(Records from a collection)
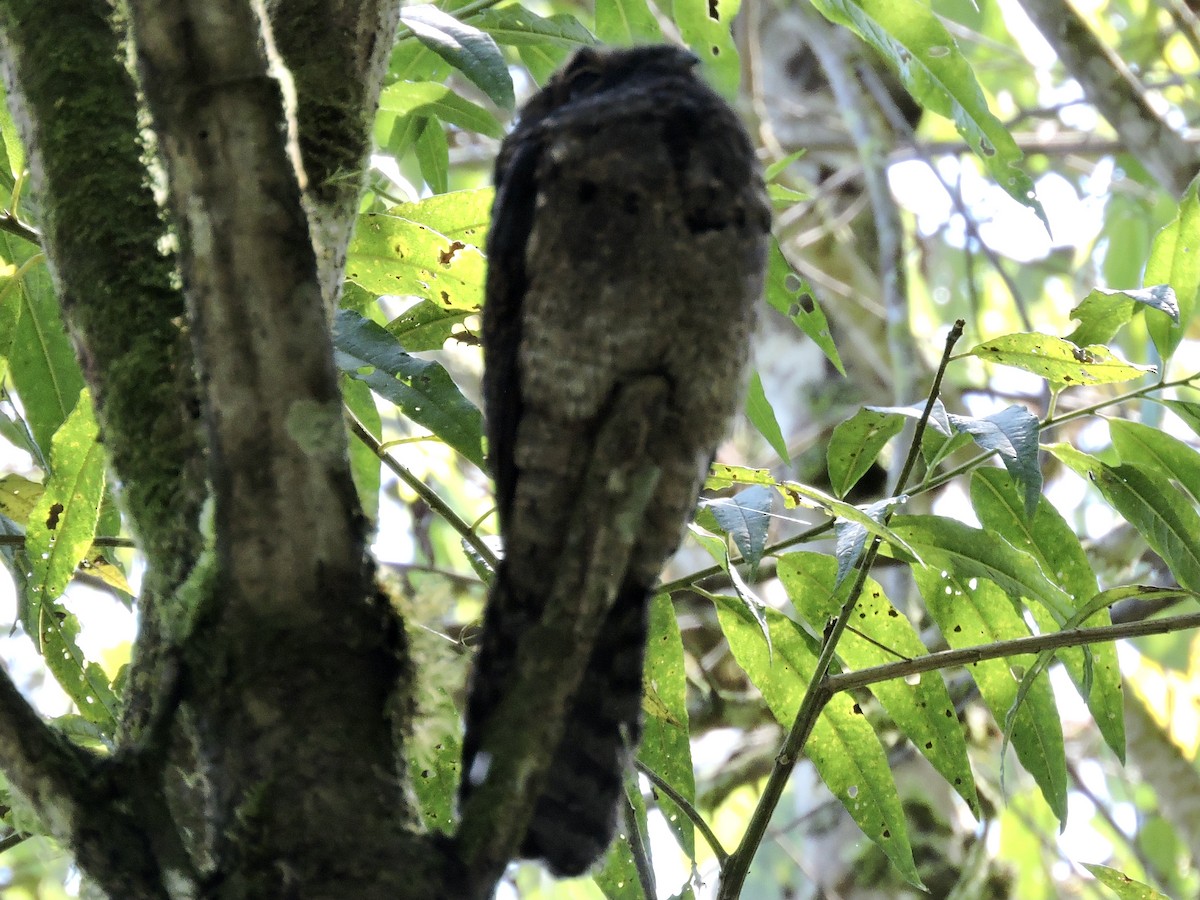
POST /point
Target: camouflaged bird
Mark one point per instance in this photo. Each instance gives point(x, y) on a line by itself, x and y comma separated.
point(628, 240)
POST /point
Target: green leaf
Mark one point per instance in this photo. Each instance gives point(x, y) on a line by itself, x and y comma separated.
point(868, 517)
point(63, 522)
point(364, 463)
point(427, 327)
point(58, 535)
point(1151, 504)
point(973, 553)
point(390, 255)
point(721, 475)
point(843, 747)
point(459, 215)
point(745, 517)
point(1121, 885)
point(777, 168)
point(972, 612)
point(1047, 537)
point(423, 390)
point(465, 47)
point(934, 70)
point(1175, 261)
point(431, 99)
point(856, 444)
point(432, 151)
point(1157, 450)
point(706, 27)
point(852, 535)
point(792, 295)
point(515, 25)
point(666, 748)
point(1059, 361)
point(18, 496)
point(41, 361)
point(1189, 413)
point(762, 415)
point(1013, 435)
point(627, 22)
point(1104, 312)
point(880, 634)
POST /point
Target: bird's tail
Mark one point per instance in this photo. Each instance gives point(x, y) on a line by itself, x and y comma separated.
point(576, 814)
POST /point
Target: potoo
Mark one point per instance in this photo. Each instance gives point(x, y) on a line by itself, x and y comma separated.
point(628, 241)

==

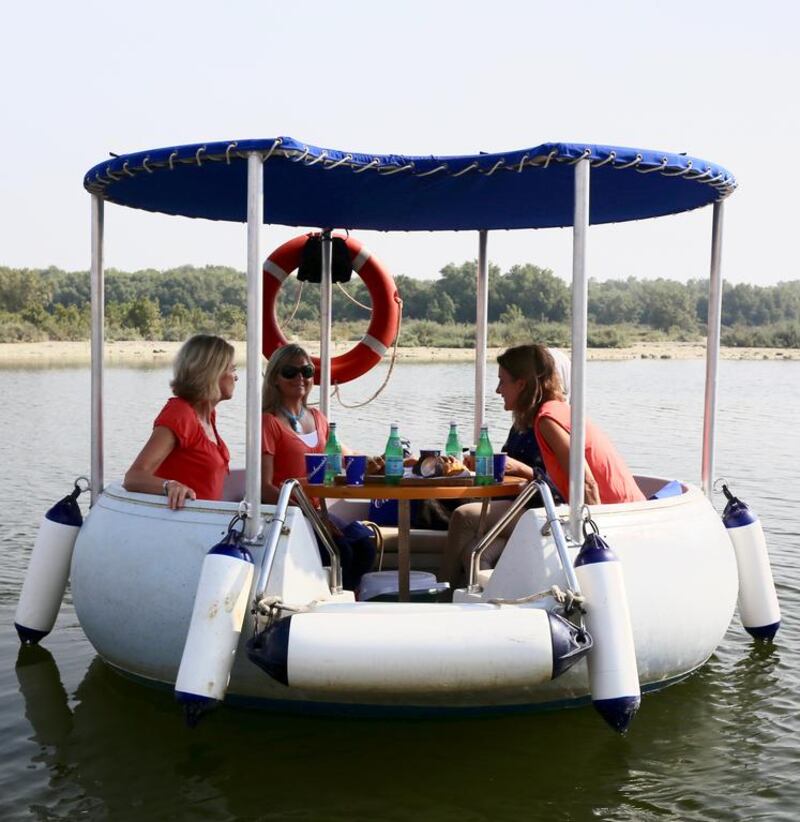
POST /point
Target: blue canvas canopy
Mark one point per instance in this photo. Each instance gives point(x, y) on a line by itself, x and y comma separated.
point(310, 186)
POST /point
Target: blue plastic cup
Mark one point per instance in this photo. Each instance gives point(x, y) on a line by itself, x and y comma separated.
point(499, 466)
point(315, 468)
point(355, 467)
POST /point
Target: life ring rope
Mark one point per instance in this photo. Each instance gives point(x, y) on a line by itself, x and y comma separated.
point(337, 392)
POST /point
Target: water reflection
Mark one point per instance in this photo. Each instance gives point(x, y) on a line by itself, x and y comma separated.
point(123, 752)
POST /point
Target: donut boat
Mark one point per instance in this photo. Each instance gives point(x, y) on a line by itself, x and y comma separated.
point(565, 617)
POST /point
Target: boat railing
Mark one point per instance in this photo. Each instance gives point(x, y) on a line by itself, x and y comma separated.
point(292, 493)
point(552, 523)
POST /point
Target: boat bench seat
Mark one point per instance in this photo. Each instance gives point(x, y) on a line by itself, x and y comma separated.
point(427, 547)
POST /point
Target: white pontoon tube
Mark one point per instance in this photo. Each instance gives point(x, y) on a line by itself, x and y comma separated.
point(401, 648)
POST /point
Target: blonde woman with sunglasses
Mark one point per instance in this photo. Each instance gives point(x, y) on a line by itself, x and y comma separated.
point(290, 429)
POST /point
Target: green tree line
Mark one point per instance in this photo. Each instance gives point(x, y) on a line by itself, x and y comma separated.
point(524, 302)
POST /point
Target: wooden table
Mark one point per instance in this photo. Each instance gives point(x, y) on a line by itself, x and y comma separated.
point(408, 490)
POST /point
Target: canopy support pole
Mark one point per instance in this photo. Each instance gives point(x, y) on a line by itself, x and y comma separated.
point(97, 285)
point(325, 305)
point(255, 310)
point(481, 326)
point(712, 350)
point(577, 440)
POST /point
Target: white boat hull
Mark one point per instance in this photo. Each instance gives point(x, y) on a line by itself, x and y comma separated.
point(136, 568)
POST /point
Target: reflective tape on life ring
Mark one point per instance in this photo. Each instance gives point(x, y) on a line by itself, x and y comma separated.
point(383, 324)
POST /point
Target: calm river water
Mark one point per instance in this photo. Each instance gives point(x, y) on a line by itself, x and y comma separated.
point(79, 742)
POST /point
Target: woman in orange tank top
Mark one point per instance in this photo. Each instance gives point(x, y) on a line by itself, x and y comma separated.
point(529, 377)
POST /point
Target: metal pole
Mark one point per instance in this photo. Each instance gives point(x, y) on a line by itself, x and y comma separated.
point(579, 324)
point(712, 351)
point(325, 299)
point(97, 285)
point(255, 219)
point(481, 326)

---

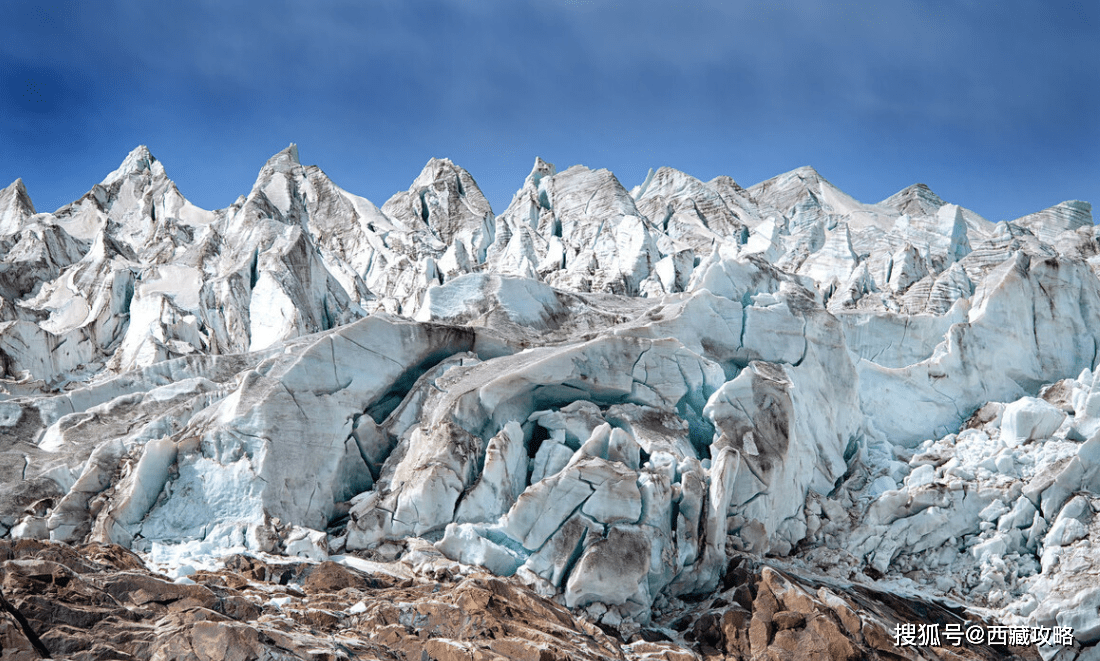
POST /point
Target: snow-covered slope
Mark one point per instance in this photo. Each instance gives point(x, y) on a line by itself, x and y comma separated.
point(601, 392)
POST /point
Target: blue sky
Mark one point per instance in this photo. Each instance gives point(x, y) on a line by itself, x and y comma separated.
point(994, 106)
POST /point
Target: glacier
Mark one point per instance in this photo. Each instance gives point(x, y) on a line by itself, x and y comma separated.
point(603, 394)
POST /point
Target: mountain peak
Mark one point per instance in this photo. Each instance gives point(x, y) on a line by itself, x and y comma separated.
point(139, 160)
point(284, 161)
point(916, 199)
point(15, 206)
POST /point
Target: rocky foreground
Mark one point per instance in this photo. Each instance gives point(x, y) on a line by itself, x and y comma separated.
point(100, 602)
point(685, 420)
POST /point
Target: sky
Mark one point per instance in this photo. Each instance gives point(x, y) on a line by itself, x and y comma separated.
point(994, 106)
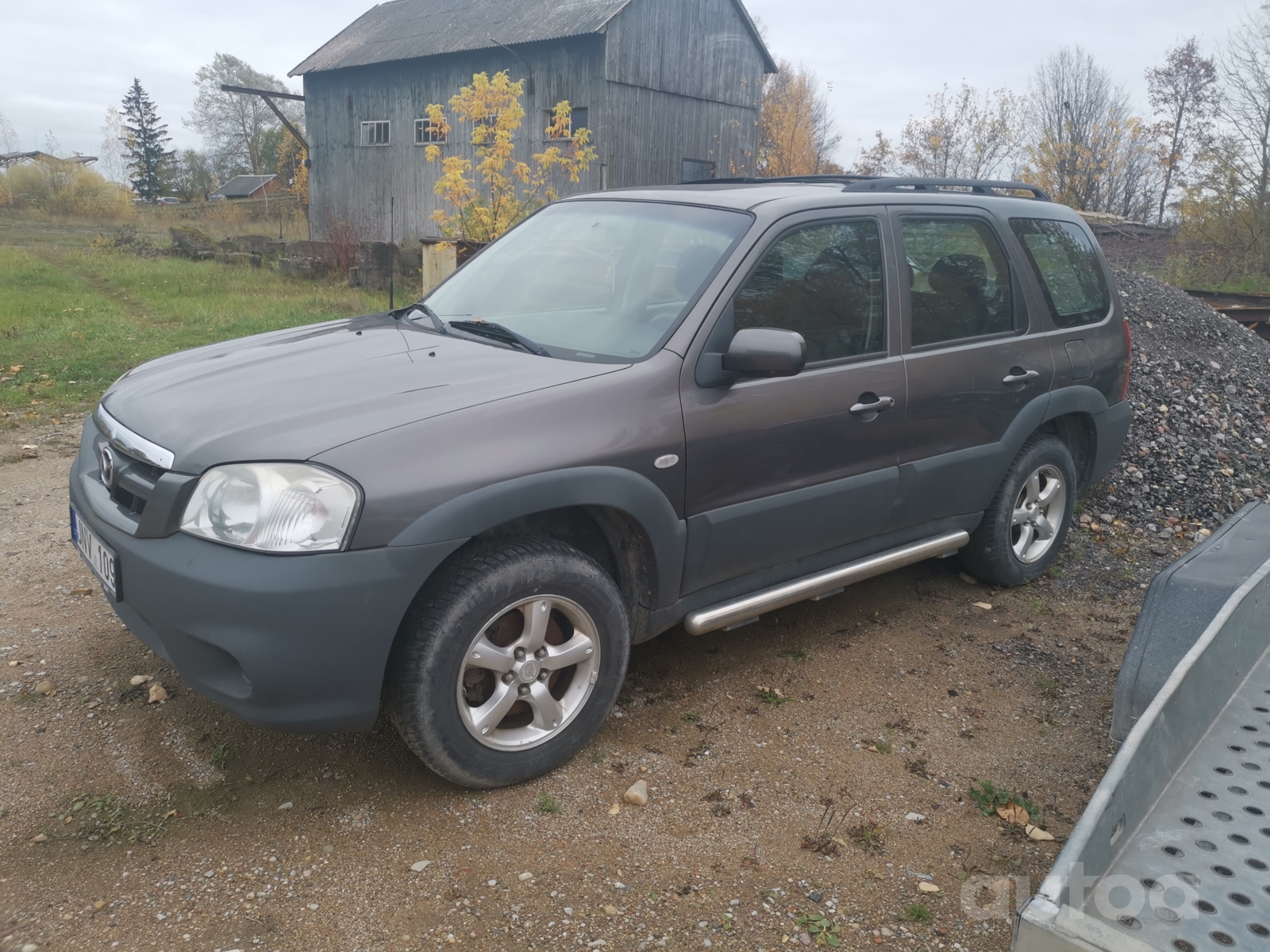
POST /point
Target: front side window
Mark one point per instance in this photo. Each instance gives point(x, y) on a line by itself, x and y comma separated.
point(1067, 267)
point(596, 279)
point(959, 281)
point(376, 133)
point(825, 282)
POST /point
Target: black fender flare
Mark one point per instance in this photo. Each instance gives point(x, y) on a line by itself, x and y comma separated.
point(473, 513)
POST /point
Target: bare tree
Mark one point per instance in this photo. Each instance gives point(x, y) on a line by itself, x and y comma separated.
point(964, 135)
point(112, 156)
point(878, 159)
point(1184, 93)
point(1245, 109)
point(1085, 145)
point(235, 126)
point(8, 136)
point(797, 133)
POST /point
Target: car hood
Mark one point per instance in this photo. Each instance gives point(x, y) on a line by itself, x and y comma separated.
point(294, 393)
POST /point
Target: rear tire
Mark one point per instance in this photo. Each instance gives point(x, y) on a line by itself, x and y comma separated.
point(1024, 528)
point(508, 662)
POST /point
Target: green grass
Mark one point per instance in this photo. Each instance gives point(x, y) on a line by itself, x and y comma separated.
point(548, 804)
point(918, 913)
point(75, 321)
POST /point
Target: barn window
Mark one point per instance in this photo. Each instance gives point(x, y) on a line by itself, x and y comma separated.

> [To be done]:
Identify every line in the material above that contains the word "water", and copy each of those lines. Matches must have the same capitalization.

> [Completed exercise]:
Target: water reflection
Target: calm river water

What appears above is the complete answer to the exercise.